State how many lines of the listing below contain the string "hair". Reply with only that number.
--- start ---
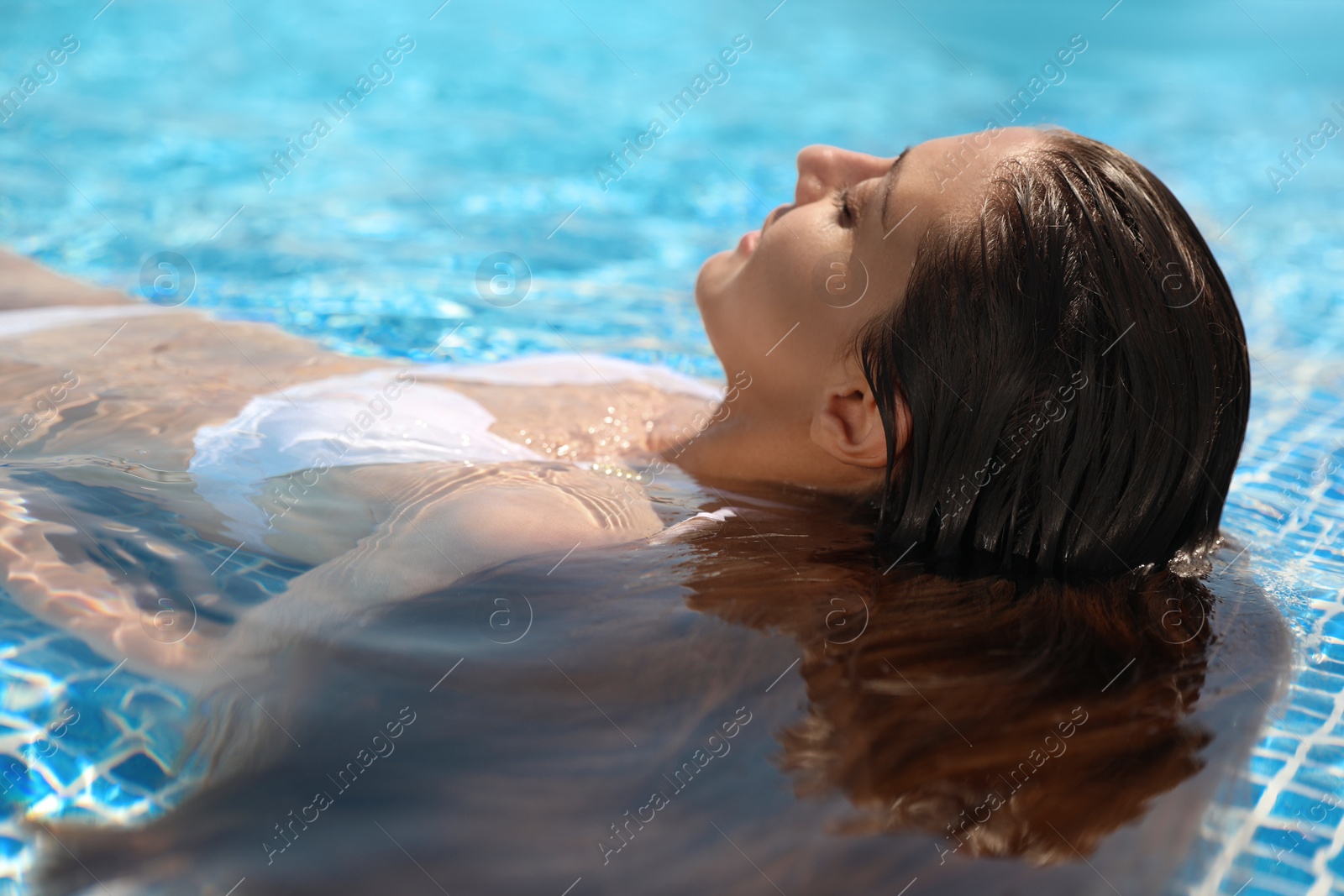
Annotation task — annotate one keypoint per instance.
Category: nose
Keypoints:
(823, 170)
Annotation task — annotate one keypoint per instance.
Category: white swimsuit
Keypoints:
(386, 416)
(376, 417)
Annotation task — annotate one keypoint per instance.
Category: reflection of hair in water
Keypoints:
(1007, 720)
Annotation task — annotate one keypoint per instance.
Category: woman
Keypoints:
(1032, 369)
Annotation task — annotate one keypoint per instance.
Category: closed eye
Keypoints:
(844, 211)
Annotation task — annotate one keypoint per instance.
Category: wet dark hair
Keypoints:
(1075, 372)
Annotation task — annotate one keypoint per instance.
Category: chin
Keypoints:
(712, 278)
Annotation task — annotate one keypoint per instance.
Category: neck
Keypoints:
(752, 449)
--- end ---
[Output of the exercise]:
2